• _Document_:

========

All down to dopamine?

According to research, our reduced attention spans could be due to the effects of dopamine released in our brains as we browse the internet.

Dopamine is the chemical responsible for transmitting signals in the brain and is activated when something good happens unexpectedly. Usually linked with rewards and addictive behaviour, browsing the internet often leads to a spike in our dopamine levels and spurs us on to seek another immediate high.

“Constant exposure to screens is not just affecting children’s ability to learn, it is affecting their ability to process information and apply it in a meaningful way,” says Martina. “Technology is definitely the forefront of the modern world but there are still many events that require young people to focus and work methodically – whether that’s in an exam, when writing a personal statement or setting up a science experiment.”

“Our recommendation would always be to limit the amount of time children spend on screens, especially before bed or after school,” says Jacqui. “In today’s world, our devices have become an immediate source of entertainment rather than tools to be used when needed. Children need to learn that their iPad is no substitute for their own brain!”

========

• _Set tasks_:
**1.** Condense the paragraph beginning "Dopamine is the chemical" from the piece on dopamine and attention spans into a short bulleted list that keeps its main facts.
**2.** Write the next paragraph of the piece on dopamine and attention spans, picking up after its final sentence.

========

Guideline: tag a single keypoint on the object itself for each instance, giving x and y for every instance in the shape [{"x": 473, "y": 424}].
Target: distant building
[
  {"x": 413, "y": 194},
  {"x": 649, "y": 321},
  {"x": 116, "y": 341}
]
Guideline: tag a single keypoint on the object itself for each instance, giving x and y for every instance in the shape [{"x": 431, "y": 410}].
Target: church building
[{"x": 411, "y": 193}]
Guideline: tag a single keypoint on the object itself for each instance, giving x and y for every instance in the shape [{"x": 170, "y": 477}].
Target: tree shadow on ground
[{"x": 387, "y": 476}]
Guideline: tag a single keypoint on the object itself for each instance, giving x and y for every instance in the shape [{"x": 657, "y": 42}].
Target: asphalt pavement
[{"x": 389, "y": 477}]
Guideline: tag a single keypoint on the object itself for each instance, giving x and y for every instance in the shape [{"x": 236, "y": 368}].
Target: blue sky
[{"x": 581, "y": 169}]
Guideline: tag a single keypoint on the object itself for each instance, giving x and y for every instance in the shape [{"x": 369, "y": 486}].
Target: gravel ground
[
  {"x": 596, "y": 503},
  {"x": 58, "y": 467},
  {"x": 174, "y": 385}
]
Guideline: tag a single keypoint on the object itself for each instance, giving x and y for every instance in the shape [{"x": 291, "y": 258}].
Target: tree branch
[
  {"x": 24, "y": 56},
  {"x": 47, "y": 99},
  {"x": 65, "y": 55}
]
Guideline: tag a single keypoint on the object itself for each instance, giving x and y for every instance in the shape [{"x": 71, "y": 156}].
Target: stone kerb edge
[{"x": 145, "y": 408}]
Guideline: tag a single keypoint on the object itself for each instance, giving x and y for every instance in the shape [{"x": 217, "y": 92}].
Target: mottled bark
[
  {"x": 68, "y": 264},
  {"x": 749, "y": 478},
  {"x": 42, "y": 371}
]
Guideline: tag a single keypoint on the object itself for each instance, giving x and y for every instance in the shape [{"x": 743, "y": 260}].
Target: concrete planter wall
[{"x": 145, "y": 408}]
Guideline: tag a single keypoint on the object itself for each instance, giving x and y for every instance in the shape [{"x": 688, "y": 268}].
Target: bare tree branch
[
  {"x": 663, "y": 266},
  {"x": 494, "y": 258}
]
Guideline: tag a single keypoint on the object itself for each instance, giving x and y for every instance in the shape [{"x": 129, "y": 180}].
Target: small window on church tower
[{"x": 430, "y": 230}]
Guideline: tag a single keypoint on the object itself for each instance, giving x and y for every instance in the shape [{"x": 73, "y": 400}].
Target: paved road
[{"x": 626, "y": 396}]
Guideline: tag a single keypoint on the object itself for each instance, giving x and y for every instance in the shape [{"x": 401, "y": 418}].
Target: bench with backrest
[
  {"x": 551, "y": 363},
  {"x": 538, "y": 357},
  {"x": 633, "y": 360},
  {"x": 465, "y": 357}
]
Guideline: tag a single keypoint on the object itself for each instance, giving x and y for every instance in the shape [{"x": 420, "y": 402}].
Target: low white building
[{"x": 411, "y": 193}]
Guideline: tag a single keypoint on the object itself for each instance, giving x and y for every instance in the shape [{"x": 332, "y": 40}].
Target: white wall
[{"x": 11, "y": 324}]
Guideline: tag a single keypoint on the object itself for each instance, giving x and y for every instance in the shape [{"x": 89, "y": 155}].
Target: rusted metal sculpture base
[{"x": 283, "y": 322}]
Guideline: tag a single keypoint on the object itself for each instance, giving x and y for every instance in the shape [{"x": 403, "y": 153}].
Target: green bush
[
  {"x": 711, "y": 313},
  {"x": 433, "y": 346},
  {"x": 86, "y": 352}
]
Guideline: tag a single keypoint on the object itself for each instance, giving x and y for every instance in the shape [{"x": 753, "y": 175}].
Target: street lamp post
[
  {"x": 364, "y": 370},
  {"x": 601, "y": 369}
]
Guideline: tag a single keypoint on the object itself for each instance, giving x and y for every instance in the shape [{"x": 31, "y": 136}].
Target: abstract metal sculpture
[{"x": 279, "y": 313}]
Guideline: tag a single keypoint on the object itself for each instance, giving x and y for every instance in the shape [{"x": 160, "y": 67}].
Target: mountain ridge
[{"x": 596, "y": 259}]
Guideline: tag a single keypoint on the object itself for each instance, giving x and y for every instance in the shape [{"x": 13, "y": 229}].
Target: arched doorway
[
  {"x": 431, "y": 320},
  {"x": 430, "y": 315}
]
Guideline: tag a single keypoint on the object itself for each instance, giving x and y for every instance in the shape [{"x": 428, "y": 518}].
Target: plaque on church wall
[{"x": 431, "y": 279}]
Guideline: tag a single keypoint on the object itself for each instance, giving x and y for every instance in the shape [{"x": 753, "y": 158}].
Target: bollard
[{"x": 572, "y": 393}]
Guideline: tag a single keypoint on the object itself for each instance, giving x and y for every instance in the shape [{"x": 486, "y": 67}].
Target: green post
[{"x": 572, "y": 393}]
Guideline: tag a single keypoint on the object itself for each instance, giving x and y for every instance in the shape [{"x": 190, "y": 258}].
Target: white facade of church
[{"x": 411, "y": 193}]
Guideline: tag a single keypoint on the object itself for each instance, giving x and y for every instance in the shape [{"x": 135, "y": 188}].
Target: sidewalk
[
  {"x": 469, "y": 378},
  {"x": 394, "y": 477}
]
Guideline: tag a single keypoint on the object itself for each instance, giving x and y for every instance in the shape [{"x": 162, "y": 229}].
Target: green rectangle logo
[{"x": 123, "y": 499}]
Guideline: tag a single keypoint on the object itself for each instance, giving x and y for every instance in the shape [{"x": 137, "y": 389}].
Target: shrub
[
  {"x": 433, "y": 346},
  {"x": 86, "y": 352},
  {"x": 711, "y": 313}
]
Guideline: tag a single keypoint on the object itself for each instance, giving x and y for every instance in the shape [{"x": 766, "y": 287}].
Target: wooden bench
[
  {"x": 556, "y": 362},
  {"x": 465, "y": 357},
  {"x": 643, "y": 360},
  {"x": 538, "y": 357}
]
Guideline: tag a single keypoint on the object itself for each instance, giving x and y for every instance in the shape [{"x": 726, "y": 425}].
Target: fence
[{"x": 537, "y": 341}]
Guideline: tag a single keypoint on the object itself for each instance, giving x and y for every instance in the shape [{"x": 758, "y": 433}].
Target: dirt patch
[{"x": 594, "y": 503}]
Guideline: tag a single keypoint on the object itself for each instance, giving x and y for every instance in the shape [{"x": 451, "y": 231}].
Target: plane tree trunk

========

• _Responses per task_:
**1.**
- Dopamine is a brain chemical that transmits signals and is activated when something good happens unexpectedly.
- It is usually linked with rewards and addictive behavior.
- Browsing the internet often spikes dopamine levels, pushing us to seek another immediate high.

**2.**
Ways to find balance when it comes to screentime

Now more than ever, it's pretty near impossible to parent without using screens in some way or another, espcially if your children are being homeschooled through the use of online apps and websites. 

It is however very important for your children to still get a good night's sleep and even us grown ups know how being on our phones late at night can distrupt our sleep. That's why it's a good idea to ensure your little ones avoid screen time in the hours leading up to their bed time by swapping screens for books, board games, bathtime or an after dinner walk outside.